### REQUIRED ACTION 1
From the RBB Bancorp announcement, list every short name that appears in quotation marks inside parentheses, with the full name it stands for.

### PASSAGE SHOWN

####

RBB Bancorp Announces Termination of Consent Order
August 22 2024 - 6:06PM
RBB Bancorp (NASDAQ:RBB) and its subsidiaries, Royal Business Bank
(the “Bank”) and RBB Asset Management Company (“RAM”), collectively
referred to herein as “the Company,” announced that on August 21,
2024, the Federal Deposit Insurance Corporation (the “FDIC”) and
the California Department of Financial Protection and Innovation
(the “DFPI”) terminated the Consent Order issued to the Bank that
was effective October 25, 2023. The termination of the Consent
Order follows the Bank’s successful resolution of the deficiencies
in the Bank’s Anti-Money Laundering/Countering the Financing of
Terrorism (“BSA/CFT”) compliance program that was the subject of
the order.
“We are very pleased to announce the
satisfactory resolution and termination of the Consent Order. Our
directors and staff worked very hard to address our regulators’
concerns and to strengthen our BSA/CFT compliance programs,’ stated
David Morris, Chief Executive Officer. “I want to convey my sincere
thanks and appreciation to our entire team who worked so diligently
to build an enhanced BSA/CFT program for our Bank.”

####

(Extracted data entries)

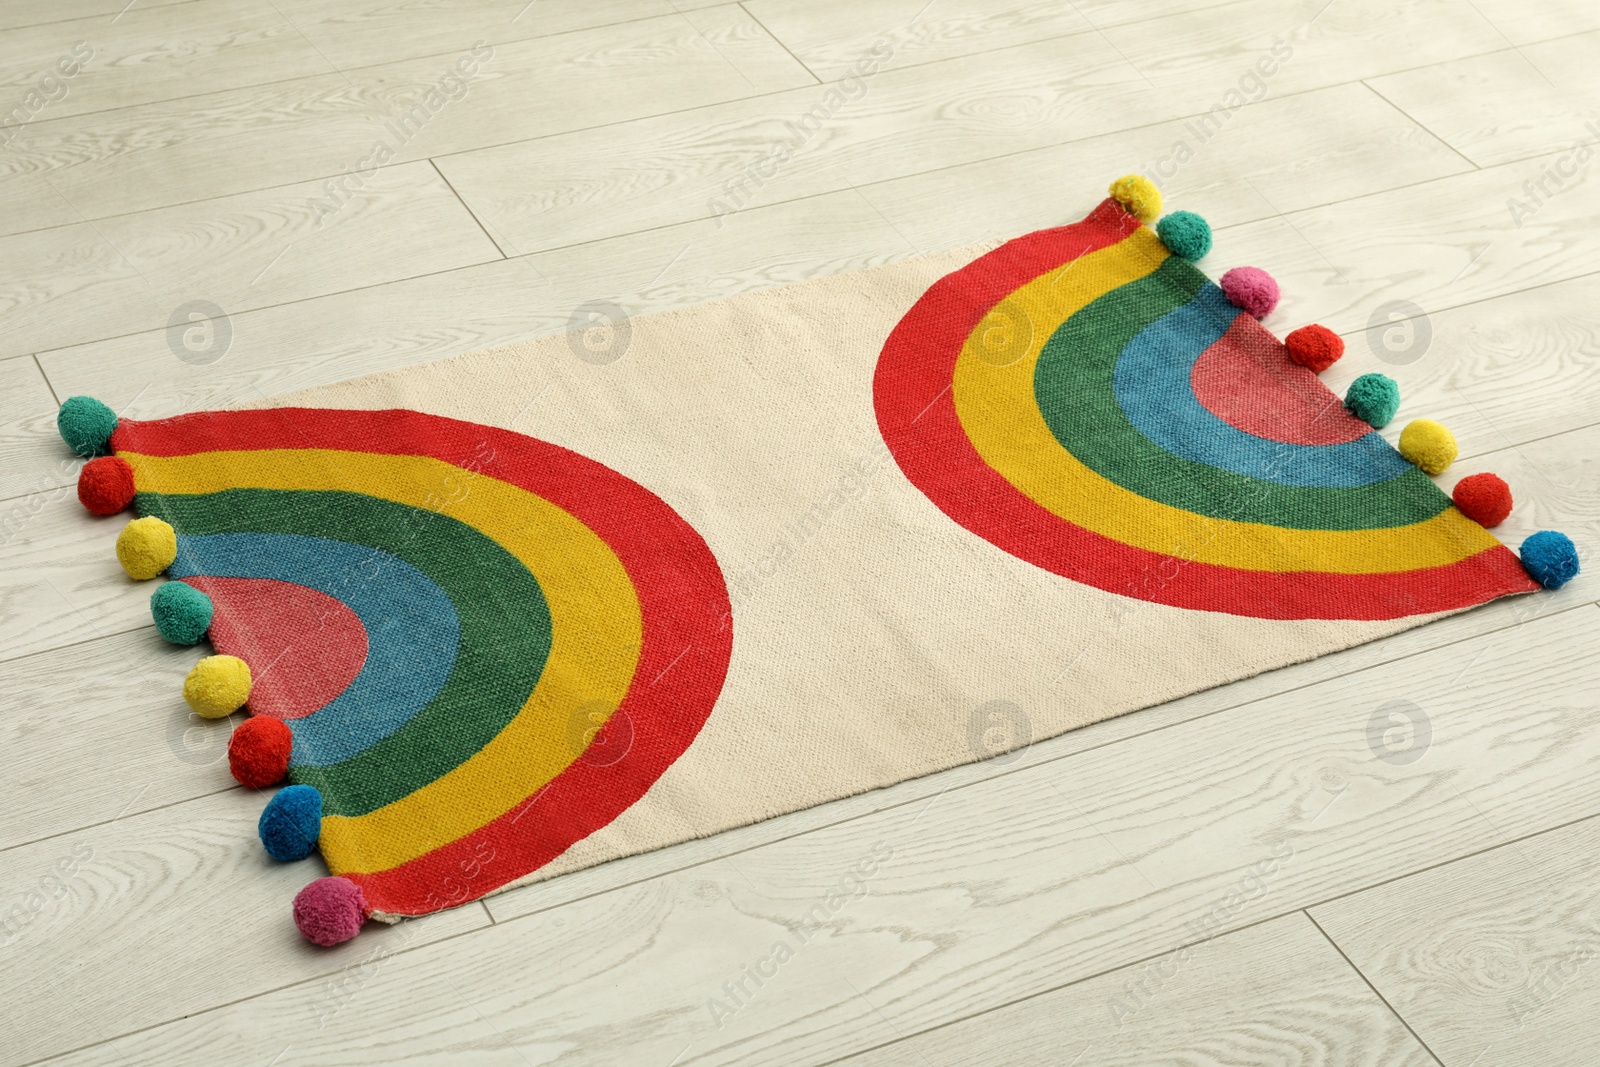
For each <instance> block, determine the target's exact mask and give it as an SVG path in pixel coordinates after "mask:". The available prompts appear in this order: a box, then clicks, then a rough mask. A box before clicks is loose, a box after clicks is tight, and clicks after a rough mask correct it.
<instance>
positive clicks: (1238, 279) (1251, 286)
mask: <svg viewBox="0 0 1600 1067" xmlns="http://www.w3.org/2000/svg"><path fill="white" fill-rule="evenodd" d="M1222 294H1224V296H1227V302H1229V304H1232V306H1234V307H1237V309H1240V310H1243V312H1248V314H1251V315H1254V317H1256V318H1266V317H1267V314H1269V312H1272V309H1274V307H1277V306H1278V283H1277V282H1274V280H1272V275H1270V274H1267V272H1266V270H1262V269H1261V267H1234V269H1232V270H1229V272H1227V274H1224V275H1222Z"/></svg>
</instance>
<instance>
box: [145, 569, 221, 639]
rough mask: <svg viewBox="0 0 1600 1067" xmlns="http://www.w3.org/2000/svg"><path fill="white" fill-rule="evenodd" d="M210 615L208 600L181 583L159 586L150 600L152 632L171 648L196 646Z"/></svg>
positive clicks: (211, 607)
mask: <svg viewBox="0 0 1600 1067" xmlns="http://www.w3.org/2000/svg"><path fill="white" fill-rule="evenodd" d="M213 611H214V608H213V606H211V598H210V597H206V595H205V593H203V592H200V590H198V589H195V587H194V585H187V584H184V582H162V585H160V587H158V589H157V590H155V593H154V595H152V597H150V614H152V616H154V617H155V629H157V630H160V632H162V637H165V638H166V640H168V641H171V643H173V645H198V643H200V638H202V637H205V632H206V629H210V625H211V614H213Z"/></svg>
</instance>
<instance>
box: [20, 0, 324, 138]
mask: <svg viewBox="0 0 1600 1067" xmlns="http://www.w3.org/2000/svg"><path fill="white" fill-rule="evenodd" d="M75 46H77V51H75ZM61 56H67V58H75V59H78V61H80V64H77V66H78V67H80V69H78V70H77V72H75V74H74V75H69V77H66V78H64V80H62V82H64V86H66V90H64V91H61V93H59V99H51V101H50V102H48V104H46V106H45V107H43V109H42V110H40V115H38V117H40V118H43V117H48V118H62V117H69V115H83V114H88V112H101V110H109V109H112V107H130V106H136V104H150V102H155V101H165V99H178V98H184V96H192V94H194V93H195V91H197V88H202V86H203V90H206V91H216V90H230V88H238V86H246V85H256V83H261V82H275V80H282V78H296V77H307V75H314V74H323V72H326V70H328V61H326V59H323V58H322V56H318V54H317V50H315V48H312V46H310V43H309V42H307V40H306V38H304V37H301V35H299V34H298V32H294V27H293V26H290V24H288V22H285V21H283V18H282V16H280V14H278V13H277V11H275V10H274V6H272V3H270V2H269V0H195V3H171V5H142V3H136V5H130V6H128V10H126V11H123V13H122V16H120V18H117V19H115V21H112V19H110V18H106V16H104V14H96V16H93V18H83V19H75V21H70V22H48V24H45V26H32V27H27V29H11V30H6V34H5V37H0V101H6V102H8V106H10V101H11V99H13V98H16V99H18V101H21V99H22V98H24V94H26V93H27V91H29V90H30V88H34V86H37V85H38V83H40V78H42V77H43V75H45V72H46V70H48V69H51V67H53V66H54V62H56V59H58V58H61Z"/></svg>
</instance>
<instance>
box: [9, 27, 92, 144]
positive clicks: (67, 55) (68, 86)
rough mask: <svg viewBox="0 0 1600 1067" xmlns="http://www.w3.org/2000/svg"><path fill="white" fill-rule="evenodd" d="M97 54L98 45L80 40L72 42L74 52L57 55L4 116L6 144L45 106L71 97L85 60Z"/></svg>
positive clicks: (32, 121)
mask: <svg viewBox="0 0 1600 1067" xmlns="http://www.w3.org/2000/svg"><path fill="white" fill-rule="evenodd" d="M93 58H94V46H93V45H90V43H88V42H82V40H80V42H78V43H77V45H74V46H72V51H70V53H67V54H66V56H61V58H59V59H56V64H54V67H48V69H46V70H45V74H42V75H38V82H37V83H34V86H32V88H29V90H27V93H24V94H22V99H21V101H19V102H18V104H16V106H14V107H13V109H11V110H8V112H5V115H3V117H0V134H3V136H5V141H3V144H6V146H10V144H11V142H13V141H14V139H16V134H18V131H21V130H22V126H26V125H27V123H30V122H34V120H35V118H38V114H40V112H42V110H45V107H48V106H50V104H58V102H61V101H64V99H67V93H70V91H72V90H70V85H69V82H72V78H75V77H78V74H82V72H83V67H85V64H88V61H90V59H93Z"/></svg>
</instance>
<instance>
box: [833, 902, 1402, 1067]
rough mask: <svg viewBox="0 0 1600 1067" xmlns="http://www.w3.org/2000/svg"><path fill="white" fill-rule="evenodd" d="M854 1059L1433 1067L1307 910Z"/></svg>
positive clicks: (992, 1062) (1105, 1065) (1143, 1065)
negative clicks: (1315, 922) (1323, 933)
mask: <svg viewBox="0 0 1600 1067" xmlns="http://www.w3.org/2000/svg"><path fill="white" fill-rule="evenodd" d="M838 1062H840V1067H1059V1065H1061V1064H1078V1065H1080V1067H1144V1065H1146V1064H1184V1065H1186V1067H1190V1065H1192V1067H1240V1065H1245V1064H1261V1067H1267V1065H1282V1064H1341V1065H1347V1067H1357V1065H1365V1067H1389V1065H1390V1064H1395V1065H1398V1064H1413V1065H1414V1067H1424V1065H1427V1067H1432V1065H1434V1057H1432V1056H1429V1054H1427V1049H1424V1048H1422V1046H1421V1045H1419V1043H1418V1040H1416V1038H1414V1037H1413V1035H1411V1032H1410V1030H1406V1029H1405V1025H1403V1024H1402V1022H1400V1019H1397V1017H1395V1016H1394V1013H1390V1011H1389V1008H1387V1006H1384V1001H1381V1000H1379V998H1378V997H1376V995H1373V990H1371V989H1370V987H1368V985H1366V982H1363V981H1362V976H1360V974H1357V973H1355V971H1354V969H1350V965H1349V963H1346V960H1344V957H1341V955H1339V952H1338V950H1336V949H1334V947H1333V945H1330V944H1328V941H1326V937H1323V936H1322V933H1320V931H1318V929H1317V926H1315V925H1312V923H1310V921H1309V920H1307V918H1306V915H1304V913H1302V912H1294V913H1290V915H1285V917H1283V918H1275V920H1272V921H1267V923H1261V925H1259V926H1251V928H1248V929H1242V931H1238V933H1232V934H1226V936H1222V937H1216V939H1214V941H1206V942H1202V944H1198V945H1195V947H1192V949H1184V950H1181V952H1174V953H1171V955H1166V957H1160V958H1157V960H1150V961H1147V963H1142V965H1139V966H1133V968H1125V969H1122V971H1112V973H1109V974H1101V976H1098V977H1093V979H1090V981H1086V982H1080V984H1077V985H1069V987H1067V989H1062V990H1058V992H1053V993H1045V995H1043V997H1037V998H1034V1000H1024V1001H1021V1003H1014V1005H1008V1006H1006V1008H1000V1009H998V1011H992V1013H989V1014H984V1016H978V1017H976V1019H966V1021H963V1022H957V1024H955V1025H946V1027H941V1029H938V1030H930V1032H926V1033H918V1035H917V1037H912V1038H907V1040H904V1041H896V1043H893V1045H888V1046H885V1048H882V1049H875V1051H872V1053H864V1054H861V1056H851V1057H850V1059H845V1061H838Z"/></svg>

####

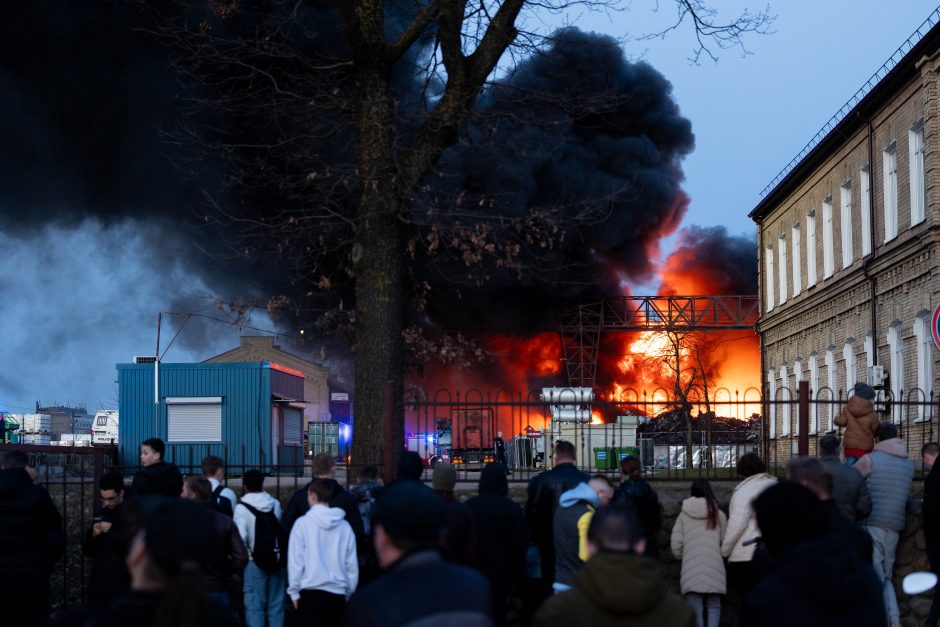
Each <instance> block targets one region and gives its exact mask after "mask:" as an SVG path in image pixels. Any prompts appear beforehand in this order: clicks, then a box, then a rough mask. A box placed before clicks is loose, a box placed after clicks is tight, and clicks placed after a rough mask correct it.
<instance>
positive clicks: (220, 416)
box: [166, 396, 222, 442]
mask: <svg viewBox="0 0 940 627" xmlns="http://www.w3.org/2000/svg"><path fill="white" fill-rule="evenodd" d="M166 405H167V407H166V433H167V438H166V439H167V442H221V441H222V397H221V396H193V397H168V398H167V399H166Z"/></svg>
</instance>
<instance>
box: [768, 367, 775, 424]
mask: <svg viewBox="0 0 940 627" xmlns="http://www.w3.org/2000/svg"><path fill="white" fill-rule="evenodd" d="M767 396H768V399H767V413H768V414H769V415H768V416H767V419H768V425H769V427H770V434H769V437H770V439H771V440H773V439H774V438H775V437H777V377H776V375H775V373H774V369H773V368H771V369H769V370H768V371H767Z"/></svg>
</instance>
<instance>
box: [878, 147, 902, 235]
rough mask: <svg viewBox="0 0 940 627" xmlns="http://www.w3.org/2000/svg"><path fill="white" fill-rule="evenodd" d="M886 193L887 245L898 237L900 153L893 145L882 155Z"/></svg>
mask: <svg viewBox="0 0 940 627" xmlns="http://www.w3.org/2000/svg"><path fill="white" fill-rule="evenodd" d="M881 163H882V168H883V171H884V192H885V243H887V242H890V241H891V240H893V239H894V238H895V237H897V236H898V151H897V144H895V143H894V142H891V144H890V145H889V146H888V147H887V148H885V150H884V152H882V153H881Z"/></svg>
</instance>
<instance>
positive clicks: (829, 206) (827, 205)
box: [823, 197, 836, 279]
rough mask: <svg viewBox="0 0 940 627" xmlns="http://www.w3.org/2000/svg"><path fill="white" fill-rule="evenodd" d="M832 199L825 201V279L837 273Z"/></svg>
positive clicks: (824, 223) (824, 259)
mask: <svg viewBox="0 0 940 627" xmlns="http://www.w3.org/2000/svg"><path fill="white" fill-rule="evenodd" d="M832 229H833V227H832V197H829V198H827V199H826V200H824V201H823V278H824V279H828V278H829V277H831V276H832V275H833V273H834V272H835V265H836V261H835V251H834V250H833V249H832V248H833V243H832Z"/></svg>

####

### REQUIRED ACTION 2
Turn the lines of the listing from the one containing "For each <instance>" through the one containing "positive clicks: (1238, 279) (1251, 286)", both included, into a numbered list, omitting any blank lines.

### EXERCISE RESPONSE 1
1. "Bank": Royal Business Bank
2. "RAM": RBB Asset Management Company
3. "FDIC": Federal Deposit Insurance Corporation
4. "DFPI": California Department of Financial Protection and Innovation
5. "BSA/CFT": Anti-Money Laundering/Countering the Financing of Terrorism

### EXERCISE RESPONSE 2
1. For each <instance> block, determine the target's exact mask and give it as an SVG path in pixel coordinates after "mask:". The available prompts appear in this order: a box, then clicks, then a rough mask. A box before clicks is loose, a box after clicks is tight, and clicks after a rough mask correct it.
2. <instance>
3. positive clicks: (1238, 279) (1251, 286)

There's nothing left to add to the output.